:: Problem description ::
Write out each entry again. Keep every word exactly as it is.
+++ Records for processing +++
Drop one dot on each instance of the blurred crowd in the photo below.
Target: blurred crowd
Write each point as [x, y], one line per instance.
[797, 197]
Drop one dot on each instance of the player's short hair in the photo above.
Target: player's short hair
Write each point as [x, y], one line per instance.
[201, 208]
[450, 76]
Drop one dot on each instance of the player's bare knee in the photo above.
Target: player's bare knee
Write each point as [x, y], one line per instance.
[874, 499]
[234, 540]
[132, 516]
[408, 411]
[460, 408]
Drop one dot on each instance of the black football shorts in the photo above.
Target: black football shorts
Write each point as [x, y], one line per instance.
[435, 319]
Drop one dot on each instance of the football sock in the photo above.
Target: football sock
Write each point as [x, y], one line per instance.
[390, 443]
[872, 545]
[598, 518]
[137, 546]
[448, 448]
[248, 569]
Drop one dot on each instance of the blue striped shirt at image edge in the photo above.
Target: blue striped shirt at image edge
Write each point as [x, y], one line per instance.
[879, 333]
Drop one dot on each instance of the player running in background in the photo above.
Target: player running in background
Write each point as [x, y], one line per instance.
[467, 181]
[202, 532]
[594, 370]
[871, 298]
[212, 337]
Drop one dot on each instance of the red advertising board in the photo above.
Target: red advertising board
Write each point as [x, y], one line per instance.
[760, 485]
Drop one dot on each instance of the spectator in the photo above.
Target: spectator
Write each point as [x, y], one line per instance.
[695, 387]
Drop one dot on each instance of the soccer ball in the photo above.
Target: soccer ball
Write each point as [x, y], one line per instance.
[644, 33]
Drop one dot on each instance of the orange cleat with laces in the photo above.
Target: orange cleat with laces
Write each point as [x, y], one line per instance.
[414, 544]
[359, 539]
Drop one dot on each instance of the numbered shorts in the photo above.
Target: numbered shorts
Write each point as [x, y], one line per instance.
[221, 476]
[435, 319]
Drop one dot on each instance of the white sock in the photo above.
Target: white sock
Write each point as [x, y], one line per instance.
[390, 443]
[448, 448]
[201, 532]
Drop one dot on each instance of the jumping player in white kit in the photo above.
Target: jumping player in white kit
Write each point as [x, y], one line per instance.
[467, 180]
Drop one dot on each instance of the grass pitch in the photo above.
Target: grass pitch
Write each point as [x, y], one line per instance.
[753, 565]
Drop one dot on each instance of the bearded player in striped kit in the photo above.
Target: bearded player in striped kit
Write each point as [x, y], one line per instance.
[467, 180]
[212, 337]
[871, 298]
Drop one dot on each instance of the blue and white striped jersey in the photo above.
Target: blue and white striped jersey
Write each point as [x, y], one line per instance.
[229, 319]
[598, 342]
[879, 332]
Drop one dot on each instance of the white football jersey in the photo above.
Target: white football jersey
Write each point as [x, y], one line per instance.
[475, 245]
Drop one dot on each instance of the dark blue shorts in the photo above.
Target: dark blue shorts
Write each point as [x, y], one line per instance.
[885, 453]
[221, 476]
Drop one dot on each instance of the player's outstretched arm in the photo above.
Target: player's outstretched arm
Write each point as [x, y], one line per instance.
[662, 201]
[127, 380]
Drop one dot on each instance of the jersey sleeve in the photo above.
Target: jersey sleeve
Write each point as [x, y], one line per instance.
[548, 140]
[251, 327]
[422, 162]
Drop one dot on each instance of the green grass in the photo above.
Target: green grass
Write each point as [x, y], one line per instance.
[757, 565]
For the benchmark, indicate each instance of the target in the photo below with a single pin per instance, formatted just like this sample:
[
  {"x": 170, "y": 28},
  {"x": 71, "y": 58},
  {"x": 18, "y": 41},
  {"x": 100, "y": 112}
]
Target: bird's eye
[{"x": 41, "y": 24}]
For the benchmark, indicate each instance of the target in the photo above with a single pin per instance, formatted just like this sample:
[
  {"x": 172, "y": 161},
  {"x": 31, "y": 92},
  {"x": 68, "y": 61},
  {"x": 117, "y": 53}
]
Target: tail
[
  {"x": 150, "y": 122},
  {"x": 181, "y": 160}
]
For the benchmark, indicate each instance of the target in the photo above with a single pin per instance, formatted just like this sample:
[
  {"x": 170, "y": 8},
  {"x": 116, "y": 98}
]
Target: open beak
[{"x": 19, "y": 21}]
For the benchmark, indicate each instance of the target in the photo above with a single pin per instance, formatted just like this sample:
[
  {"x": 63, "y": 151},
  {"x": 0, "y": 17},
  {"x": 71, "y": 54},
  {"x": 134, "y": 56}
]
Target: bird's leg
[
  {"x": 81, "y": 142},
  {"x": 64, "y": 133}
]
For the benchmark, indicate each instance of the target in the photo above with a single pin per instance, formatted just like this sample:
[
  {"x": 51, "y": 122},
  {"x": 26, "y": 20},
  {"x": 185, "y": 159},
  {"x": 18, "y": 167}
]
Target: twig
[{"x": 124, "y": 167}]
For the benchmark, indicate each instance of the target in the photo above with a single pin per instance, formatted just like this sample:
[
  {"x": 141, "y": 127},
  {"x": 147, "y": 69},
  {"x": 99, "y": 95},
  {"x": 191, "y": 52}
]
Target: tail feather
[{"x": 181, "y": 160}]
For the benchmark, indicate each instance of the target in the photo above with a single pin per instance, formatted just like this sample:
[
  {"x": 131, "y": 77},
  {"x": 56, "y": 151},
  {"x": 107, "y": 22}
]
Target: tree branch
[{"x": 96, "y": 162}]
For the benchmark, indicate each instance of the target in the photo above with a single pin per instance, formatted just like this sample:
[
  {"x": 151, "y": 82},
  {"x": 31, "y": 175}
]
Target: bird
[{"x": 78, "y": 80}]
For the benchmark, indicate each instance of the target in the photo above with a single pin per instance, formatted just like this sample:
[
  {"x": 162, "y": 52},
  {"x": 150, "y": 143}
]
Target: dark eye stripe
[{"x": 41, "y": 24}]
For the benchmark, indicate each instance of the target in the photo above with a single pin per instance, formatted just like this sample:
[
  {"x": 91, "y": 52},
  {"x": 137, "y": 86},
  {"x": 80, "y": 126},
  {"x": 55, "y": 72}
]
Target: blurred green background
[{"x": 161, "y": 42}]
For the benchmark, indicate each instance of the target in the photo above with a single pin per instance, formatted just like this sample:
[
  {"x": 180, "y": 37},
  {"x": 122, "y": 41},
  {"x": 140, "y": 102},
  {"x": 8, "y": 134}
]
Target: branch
+++
:: Solution to this problem ::
Drop one dot on each instance of the blurred crowd in the photo below.
Target: blurred crowd
Write each point as [x, y], one line per instance.
[797, 197]
Drop one dot on each instance of the player's short hair in the photo above.
Target: player's short hair
Write each point as [x, y], one line per instance.
[201, 208]
[450, 76]
Drop one dot on each instance of the player's bare knee in the photo above.
Target: player's bare knee
Write each point as [x, y], one line per instance.
[874, 499]
[234, 540]
[132, 516]
[408, 411]
[460, 408]
Drop one dot on each instance of the black football shorts in the photo above.
Target: black football shorts
Write each point as [x, y], one line per instance.
[435, 319]
Drop one dot on each instance of the football sock in the photo above.
Target: football sock
Write each point as [x, y], one line per instance.
[390, 443]
[872, 545]
[598, 518]
[137, 546]
[448, 448]
[248, 569]
Drop one dot on each instance of the blue striped shirt at image edge in the photo above.
Target: blue striped shirt at image edge
Write each point as [x, y], one line per instance.
[879, 333]
Drop one dot on each instance of the player running in background in the photo above.
Target: player running in background
Write each point as [x, y], one line per instance.
[467, 181]
[202, 532]
[594, 370]
[871, 298]
[212, 337]
Drop one dot on each instance of the red advertising board in the photo above.
Target: red advertising board
Write each point as [x, y], one line per instance.
[760, 485]
Drop one dot on each instance of the spectator in the photo above.
Target: spectator
Write each point as [x, y], one line per instance.
[695, 387]
Drop one dot on each instance of the soccer ball in the photo above.
Target: soccer ball
Write each point as [x, y], one line per instance.
[644, 33]
Drop one dot on each instance of the orange cleat with laces in the photo above.
Target: orange cleat with laces
Write each point as [x, y], one line per instance.
[414, 544]
[359, 539]
Drop one dot on each instance of the numbered shorts in the photo above.
Target: numbered shorts
Write each point as [x, y], one line per instance.
[221, 476]
[435, 319]
Drop one dot on each instance of the white sock in the photo above.
Target: white sock
Write each point as [x, y], one line per instance.
[390, 443]
[448, 448]
[201, 532]
Drop one dot on each instance of the jumping player in white kit in the photo above.
Target: jumping player in white kit
Write each point as [x, y], one line per instance.
[467, 180]
Drop one dot on each instance of the grass pitch in the photo above.
Target: grass pitch
Write each point as [x, y], one line per instance.
[753, 565]
Drop one dot on each instance of the bearded player in striped kit in the photo above.
Target: bearded player in striped kit
Write each point as [x, y], one line per instance.
[467, 180]
[212, 337]
[871, 298]
Drop one dot on each instance of the blue and white striped jersey in the photo above.
Target: blue and white striped jersey
Write each point as [x, y], one line per instance.
[229, 319]
[598, 342]
[879, 332]
Drop one dot on each instance of the white football jersey in the photo above.
Target: white football jersey
Write each point as [x, y], one line per instance.
[475, 245]
Drop one dot on each instance of the dark blue shorts in the photo above.
Target: dark blue shorts
Write each point as [x, y], one line per instance.
[885, 453]
[221, 476]
Drop one dot on each instance of the player's outstretched arm in the photo above.
Target: player's outstretched arm
Write each point as [x, y], one line per instance.
[662, 201]
[127, 380]
Drop one dot on each instance of the jersey sleeve in the photo above.
Target: jersey sleeve
Write each point as [x, y], one line per instance.
[548, 140]
[251, 327]
[422, 162]
Drop one dot on each instance of the green grass in the photo above.
Target: green grass
Write each point as [x, y], one line per instance.
[757, 565]
For the benchmark, indicate each instance of the target in the photo below with a single pin per instance, formatted just like this sample:
[
  {"x": 170, "y": 28},
  {"x": 71, "y": 58},
  {"x": 18, "y": 41},
  {"x": 100, "y": 112}
]
Target: bird's eye
[{"x": 41, "y": 24}]
For the benchmark, indicate each instance of the target in the photo above with a single pin per instance, formatted just like this sample:
[
  {"x": 172, "y": 161},
  {"x": 31, "y": 92},
  {"x": 68, "y": 61},
  {"x": 117, "y": 53}
]
Target: tail
[
  {"x": 150, "y": 122},
  {"x": 181, "y": 160}
]
For the benchmark, indicate each instance of the target in the photo above with a single pin per instance, formatted just like this sample:
[
  {"x": 170, "y": 8},
  {"x": 116, "y": 98}
]
Target: open beak
[{"x": 19, "y": 21}]
For the benchmark, indicate each instance of the target in the photo above with a single pin per instance, formatted just like this sample:
[
  {"x": 63, "y": 151},
  {"x": 0, "y": 17},
  {"x": 71, "y": 54},
  {"x": 134, "y": 56}
]
Target: bird's leg
[
  {"x": 81, "y": 142},
  {"x": 64, "y": 133}
]
For the benchmark, indicate each instance of the target in the photo above with a single pin per instance, formatted just like this sample:
[
  {"x": 51, "y": 122},
  {"x": 26, "y": 20},
  {"x": 185, "y": 159},
  {"x": 18, "y": 167}
]
Target: twig
[{"x": 124, "y": 167}]
For the benchmark, indicate each instance of the target in the photo above with a single pin per instance, formatted just like this sample:
[
  {"x": 141, "y": 127},
  {"x": 147, "y": 69},
  {"x": 99, "y": 95},
  {"x": 191, "y": 52}
]
Target: tail feather
[{"x": 181, "y": 160}]
For the benchmark, indicate each instance of the target in the photo above with a single pin per instance, formatted just like this sample:
[
  {"x": 131, "y": 77},
  {"x": 56, "y": 151},
  {"x": 107, "y": 22}
]
Target: tree branch
[{"x": 96, "y": 162}]
For the benchmark, indicate each instance of the target in the photo above with a single pin per instance, formatted just like this sample:
[
  {"x": 151, "y": 82},
  {"x": 31, "y": 175}
]
Target: bird
[{"x": 78, "y": 80}]
For the benchmark, indicate each instance of the target in the photo above with a single pin per instance, formatted just like this sample:
[
  {"x": 162, "y": 52},
  {"x": 150, "y": 143}
]
Target: dark eye stripe
[{"x": 41, "y": 24}]
For the benchmark, indicate each instance of the target in the photo above with a single pin per instance, formatted just like this sample:
[
  {"x": 91, "y": 52},
  {"x": 137, "y": 86},
  {"x": 80, "y": 126},
  {"x": 55, "y": 72}
]
Target: blurred green background
[{"x": 161, "y": 42}]
For the benchmark, indicate each instance of the target in the photo above with a single pin per instance, formatted just like this sample:
[
  {"x": 180, "y": 37},
  {"x": 122, "y": 41},
  {"x": 140, "y": 102},
  {"x": 8, "y": 134}
]
Target: branch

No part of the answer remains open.